▶ _TASK ITEM_: Extend the book description about families and their physical environments, picking up after its list of featured areas of coverage.

▶ _SOURCE DOCUMENT_:
● ● ●

This book examines ways in which families' physical environments have implications for their relationships and the health and well-being of their members. Attention is given to three aspects of the physical environment-disasters, climate change, and the built environment-and the challenges these may create for families. Chapters describe particular considerations within each of these three physical environment challenges, the ways they affect families, and factors that protect families, promote their resilience and enable them to flourish. Finally, the volume offers recommendations for the role of government programs and policies to support families to overcome and/or adapt to environmental challenges as well as highlights the efficacy of evidence-based interventions aimed at promoting family resilience.

Featured areas of coverage include:

  • Extreme natural events and families' postdisaster recovery.
  • Family adaptations to climate change.
  • The built environment and children's health and well-being.
  • Community-driven approaches to address environmental inequities.
  • The urban environment of family caregiving.

● ● ●

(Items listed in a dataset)
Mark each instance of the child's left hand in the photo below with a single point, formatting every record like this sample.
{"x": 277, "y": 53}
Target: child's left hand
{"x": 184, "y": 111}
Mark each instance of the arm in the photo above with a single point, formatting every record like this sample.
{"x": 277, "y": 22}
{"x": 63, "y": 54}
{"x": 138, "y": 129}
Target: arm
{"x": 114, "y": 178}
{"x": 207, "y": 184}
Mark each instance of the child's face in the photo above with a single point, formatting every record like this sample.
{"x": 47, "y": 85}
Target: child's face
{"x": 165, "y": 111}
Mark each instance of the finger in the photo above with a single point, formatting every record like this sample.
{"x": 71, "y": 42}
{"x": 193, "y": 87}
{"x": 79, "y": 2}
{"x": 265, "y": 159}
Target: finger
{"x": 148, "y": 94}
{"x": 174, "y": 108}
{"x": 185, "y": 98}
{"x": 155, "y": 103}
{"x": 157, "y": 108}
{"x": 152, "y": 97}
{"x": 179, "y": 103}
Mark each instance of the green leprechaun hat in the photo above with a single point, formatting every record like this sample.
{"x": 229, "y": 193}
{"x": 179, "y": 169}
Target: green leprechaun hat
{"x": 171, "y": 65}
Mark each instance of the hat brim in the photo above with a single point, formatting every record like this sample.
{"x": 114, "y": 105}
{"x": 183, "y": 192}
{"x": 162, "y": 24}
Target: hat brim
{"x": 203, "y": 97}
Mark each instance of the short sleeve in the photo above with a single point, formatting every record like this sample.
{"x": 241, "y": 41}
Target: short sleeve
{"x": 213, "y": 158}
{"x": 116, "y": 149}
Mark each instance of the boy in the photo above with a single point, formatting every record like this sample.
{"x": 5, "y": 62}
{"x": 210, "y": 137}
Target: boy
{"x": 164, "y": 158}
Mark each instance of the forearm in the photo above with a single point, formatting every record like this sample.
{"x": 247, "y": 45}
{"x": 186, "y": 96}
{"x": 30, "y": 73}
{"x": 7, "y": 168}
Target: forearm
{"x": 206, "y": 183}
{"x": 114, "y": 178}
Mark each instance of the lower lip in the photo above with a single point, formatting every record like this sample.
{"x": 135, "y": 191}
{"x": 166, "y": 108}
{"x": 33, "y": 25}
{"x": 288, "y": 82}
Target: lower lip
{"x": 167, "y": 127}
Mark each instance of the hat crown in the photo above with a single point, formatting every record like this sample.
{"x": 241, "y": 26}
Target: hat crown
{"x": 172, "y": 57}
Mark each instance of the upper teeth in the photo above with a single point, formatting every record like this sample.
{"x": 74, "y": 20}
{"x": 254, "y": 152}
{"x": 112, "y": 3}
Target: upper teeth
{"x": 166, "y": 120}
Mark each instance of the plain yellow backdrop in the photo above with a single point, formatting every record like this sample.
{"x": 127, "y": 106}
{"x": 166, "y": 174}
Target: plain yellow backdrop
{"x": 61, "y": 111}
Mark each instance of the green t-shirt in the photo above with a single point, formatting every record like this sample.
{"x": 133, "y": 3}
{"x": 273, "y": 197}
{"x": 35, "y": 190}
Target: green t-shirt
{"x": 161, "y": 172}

● ● ●

▶ _OUTPUT_:
Environmental Impacts on Families is a must-have resource for researchers, professors, and graduate students as well as clinicians, therapists, policymakers, and other related professionals in developmental psychology, family studies, environmental health and policy, social work, public health, educational policy and politics, economics, migration studies, and all interrelated disciplines.



Selena E. Ortiz, Ph.D., MPH, is Associate Professor of Health Policy and Administration, Demography, and Public Policy at Penn State. Dr. Ortiz's research focuses on health equity, population health, housing affordability, and social and health policies. This work is structured around two themes: the causes of unequal access to health services and the consequences for health outcomes and the determinants of health and social policy formation, support, and adoption. The unique stamp of her work is its theoretical focus on identifying processes of health inequity using diverse mixed-methods approaches.

Susan M. McHale, Ph.D., is Distinguished Emeritus Professor of Human Development and Emeritus Professor of Demography at Penn State. Her research focuses on children and adolescents' family roles, relationships, and daily experiences and how these family dynamics are linked to youth development and adjustment. Dr. McHale's research highlights family gender dynamics and the role of sociocultural practices and values in youth development and well-being.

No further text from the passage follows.